The Book Issue
Hier kommen die Highlights meiner drei Wochen Leseurlaub – ausführlich und mit Liebe rezensiert!
Ich war drei Wochen im Urlaub – drei Wochen voller Lesen, Essen, Schwimmen und Schlafen. Und genau so sollte Urlaub sein: ein Reset, ohne To-do-Listen, nur das machen, was einem Freude bereitet. Für mich sind das Sachbücher. Ich habe viel gelesen, und in dieser Newsletter-Ausgabe stelle ich ein paar der Bücher ausführlicher vor. Wer mir auf Social Media folgt, hat es vielleicht schon gesehen: Heute gibt es mehr als nur einen Teaser, sondern längere Reviews.
Aber das Wichtigste zuerst: Es ist völlig okay, im Urlaub nichts zu lesen. Oder etwas völlig anderes zu machen, sei es Radfahren, Zeit mit den Kindern zu verbringen oder wandern. Was zählt, ist, dass es Spaß macht und zur eigenen Erholung beiträgt. Für mich ist es die Freude an Sachbüchern – und wenn jemand von euch daraus Inspiration mitnimmt, umso besser.

◆ **Zeilen aus einem Datensatz**:
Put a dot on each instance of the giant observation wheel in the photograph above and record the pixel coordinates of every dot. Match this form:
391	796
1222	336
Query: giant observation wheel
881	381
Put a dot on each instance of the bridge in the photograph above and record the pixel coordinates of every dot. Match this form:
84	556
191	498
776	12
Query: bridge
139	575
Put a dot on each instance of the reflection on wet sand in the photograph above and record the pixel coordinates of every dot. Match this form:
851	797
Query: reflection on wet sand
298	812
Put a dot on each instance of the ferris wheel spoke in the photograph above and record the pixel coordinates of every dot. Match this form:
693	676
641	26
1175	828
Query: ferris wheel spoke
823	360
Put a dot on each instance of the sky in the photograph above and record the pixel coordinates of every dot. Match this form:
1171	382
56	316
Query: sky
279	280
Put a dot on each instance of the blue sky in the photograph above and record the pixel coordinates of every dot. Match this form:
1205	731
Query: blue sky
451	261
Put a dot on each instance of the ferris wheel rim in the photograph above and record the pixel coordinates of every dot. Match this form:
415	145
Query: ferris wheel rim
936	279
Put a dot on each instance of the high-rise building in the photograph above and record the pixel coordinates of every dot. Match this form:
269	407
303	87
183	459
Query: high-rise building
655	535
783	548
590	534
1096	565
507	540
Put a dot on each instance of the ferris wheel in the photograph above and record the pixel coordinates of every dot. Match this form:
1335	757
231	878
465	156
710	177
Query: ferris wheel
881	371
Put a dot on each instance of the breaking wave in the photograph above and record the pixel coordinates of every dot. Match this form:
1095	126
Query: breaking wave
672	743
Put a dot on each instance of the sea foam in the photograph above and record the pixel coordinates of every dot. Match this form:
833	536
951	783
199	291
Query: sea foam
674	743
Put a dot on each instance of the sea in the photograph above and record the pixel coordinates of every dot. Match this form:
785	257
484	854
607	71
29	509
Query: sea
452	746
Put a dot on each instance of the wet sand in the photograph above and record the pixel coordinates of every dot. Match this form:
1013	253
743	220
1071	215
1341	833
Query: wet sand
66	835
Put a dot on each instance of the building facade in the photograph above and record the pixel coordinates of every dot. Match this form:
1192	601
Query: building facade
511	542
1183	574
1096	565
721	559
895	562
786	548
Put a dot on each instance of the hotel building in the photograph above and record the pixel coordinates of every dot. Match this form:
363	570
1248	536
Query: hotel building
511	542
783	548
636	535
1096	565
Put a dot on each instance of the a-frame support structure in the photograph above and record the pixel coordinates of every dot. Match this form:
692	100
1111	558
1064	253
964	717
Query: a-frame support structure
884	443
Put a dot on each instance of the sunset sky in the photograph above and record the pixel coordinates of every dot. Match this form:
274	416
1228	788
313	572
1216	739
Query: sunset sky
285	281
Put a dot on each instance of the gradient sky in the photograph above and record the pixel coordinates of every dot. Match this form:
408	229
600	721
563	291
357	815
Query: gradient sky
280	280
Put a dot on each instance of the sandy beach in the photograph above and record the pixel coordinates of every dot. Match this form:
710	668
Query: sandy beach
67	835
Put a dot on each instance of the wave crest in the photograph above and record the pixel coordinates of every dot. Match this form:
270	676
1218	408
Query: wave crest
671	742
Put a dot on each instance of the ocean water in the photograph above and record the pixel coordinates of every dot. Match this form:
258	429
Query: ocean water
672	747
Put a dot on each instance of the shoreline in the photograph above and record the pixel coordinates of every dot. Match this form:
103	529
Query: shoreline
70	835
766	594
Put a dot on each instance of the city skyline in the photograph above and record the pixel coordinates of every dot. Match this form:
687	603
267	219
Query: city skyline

◆ **GESTELLTE AUFGABE 1**: Wie lange dauerte der Urlaub, von dem der Textabschnitt berichtet?
◆ **GESTELLTE AUFGABE 2**: Gib den Textabschnitt von „Ich war drei“ bis einschließlich „sondern längere Reviews.“ wortgetreu wieder.

◆ **RICHTIGES ERGEBNIS 1**: Drei Wochen.

◆ **RICHTIGES ERGEBNIS 2**:
Ich war drei Wochen im Urlaub – drei Wochen voller Lesen, Essen, Schwimmen und Schlafen. Und genau so sollte Urlaub sein: ein Reset, ohne To-do-Listen, nur das machen, was einem Freude bereitet. Für mich sind das Sachbücher. Ich habe viel gelesen, und in dieser Newsletter-Ausgabe stelle ich ein paar der Bücher ausführlicher vor. Wer mir auf Social Media folgt, hat es vielleicht schon gesehen: Heute gibt es mehr als nur einen Teaser, sondern längere Reviews.